→ GOAL
Please convert the material into a JSON list of strings, one string per line with blank lines omitted, starting at the line that contains "Reviewer note: confirm that every instance of the red jacket" and ending at the last line of the material, both ends included.

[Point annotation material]
------------------------------------------------------------------------
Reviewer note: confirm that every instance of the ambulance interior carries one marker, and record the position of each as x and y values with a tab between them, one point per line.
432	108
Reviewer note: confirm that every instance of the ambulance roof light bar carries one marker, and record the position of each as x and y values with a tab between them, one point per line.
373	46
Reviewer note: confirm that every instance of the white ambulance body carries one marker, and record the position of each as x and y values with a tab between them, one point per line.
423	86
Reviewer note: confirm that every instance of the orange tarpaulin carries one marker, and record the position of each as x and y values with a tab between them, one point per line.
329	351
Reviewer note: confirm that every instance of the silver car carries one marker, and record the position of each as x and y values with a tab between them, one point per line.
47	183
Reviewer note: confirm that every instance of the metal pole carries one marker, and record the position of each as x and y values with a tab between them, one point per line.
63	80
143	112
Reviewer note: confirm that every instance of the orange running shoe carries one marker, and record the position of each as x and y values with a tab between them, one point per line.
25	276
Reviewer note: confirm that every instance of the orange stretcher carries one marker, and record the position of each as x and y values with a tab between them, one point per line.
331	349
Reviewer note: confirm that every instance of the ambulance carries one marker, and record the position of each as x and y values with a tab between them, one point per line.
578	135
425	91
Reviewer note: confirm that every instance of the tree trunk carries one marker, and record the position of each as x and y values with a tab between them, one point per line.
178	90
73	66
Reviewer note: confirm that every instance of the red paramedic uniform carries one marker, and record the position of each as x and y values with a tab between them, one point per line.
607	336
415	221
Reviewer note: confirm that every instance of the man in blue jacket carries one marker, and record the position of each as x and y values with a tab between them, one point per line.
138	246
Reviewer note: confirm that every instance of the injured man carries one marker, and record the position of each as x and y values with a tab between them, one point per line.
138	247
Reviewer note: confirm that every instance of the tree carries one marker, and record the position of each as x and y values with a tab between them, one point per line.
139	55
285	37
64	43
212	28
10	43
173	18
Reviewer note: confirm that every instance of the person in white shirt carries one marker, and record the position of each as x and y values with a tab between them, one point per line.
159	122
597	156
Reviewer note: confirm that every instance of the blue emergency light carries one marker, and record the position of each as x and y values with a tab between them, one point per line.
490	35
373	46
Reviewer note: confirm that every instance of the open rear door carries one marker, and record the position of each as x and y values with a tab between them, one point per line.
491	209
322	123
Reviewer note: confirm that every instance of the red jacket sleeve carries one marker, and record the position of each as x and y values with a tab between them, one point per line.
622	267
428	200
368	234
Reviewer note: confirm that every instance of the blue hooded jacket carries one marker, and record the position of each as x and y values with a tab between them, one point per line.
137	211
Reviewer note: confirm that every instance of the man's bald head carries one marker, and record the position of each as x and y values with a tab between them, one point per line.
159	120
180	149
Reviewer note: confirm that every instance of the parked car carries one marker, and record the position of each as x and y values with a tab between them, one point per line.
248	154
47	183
------------------------------------------------------------------------
→ TASK ANSWER
[
  "Reviewer note: confirm that every instance of the red jacket sleeve carries one marker, and record the position of each as x and y values with a tab between them, one point per line.",
  "622\t267",
  "428\t200",
  "368\t234",
  "Reviewer note: confirm that every instance of the blue hooded jacket carries one marker, and record the position of each as x and y values with a tab between them, one point per line.",
  "137\t211",
  "Reviewer note: confirm that every instance of the man's bald head carries one marker, and record the position of each as x and y values with a tab between them, one point per line.",
  "159\t120",
  "180\t149",
  "Reviewer note: confirm that every instance of the parked car carries one marker, and record the position of each as x and y values with a tab between them, one point per line.",
  "248\t154",
  "47\t183"
]